Procès du séminaire Saint Pie X de Rome: la défense contre-attaque
Le Père Enrico Radice, ancien directeur du petit séminaire Saint Pie X, a répété qu’il n’avait eu aucune information sur de potentiels abus sexuels sous sa garde, et que la victime et le témoin agissaient pour des «raisons économiques». Il s’exprimait lors de la troisième séance du procès l’impliquant avec le Père Gabriele Martinelli dans une affaire d’abus sexuels, le 19 novembre 2020. Le prêtre italien a aussi nié avoir falsifié une lettre pour permettre à Martinelli d’entrer au séminaire de Côme.
La troisième audience du procès sur les abus sexuels commis au sein du petit séminaire Saint Pie X du Vatican a duré deux heures et a principalement consisté en la défense et le témoignage du Père Radice. Le Père Martinelli, en déplacement en Lombardie, n’a pu se rendre à Rome du fait des restrictions sanitaires liées à la Covid-19, mais était représenté par son avocat. Les autres personnes citées au procès étaient présentes, notamment l’avocate du petit séminaire et de l’Opera Don Folci (l’organisation en charge du petit séminaire). Le Père Radice est accusé d’avoir protégé Gabriele Martinelli, lui-même accusé d’abus sexuels.
Victime marginalisée?
La victime supposée et le témoin corroborant sa version ont agit «pour des raisons économiques», a dénoncé le Père Radice, affirmant avoir reçu une proposition d’accord à l’amiable initiée par la victime présumée, preuve selon lui de son intention. Le témoin a pour sa part agit par «vengeance» parce qu’il a «été renvoyé [du séminaire] pour insubordination et parce qu’il n’a pas pris part à la vie communautaire», a affirmé le prêtre italien.

- _Matériel fourni_
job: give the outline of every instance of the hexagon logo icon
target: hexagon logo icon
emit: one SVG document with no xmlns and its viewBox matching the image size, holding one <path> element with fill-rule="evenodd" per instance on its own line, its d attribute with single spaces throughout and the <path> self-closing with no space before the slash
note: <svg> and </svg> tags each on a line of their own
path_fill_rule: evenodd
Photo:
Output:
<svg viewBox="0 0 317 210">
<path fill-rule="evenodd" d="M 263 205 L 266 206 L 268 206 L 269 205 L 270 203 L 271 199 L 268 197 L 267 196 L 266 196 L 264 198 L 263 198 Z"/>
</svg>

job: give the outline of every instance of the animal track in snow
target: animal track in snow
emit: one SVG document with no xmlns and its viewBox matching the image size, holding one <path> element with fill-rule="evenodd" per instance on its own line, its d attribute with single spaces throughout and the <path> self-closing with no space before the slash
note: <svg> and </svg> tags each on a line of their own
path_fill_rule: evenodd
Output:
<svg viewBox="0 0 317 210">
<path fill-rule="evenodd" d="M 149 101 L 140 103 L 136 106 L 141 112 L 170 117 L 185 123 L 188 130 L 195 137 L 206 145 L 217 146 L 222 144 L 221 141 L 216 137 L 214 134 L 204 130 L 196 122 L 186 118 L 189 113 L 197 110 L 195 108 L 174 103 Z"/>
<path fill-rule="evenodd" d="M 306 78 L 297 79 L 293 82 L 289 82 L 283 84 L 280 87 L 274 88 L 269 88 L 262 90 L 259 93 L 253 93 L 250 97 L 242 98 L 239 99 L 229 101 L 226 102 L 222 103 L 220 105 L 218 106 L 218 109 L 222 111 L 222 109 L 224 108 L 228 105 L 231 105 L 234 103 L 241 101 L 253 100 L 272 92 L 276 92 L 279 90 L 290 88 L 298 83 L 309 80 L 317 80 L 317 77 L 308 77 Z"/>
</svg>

- _Série d'exercices_
1 - Reproduisez à l'identique le passage de l'extrait sur le procès qui commence par « Victime marginalisée? » et se termine par « le prêtre italien. ».
2 - Poursuivez l'extrait sur le procès du séminaire Saint Pie X à partir de l'endroit où il s'interrompt.
Ce matériel est indépendant de l'extrait sur le procès.

- _Corrigé des exercices_
1 -
Victime marginalisée?
La victime supposée et le témoin corroborant sa version ont agit «pour des raisons économiques», a dénoncé le Père Radice, affirmant avoir reçu une proposition d’accord à l’amiable initiée par la victime présumée, preuve selon lui de son intention. Le témoin a pour sa part agit par «vengeance» parce qu’il a «été renvoyé [du séminaire] pour insubordination et parce qu’il n’a pas pris part à la vie communautaire», a affirmé le prêtre italien.

2 -
Le prêtre italien a aussi nié que la victime présumée soit venue se plaindre d’abus sexuels, mais affirme qu’elle lui aurait parlé plutôt de «blagues et de plaisanteries» de Martinelli qu’elle n’aurait pas appréciées. Dans son témoignage, le plaignant affirmait pourtant avoir été accueilli «avec agressivité» puis «marginalisé» par le prêtre italien après lui avoir exposé les faits.
«Personne ne m’a jamais parlé d’abus»
Le Père Radice a exposé sa version du contexte: «[La victime supposée] avait une intelligence vive et était très dévouée à ses études. [Le témoin] venait de Pologne, avait une mauvaise connaissance de l’italien, était fermé, distant.» Mais souligne-t-il, avec le temps le plaignant est «devenu pédant, vaniteux. Il avait une prédilection pour le rite de l’ancienne messe et pour cela il s’était associé [au témoin]».
Il a par ailleurs remis en question la probabilité de tout abus sous sa surveillance: «J’étais éveillé jusqu’à 23h-23h30 pour m’assurer que tout le monde allait dans sa chambre. Les murs étaient fins, on entendait tout. Si quelqu’un discutait, je lui disais, après une certaine heure, de se taire. Si je voyais la lumière d’un téléphone portable depuis la fenêtre au-dessus de la porte, je demandais de l’éteindre». Il a réaffirmé avec force: «Personne ne m’a jamais parlé d’abus, ni les élèves, ni les professeurs, ni les parents».
Il a enfin pris la défense de Gabriele Martinelli, qualifié de «solaire, joyeux, en bons termes avec tout le monde». Il a précisé qu’il n’avait jamais eu de responsabilité de préfet au séminaire. Il n’aurait été responsable que de l’organisation du service liturgique sous la responsabilité directe de Radice. «Martinelli était un leader, il avait l’étoffe d’un leader, je l’ai vu grandir, il remplissait bien tous ses devoirs. On lui faisait confiance, mais on ne lui donnait ni pouvoir ni responsabilité ».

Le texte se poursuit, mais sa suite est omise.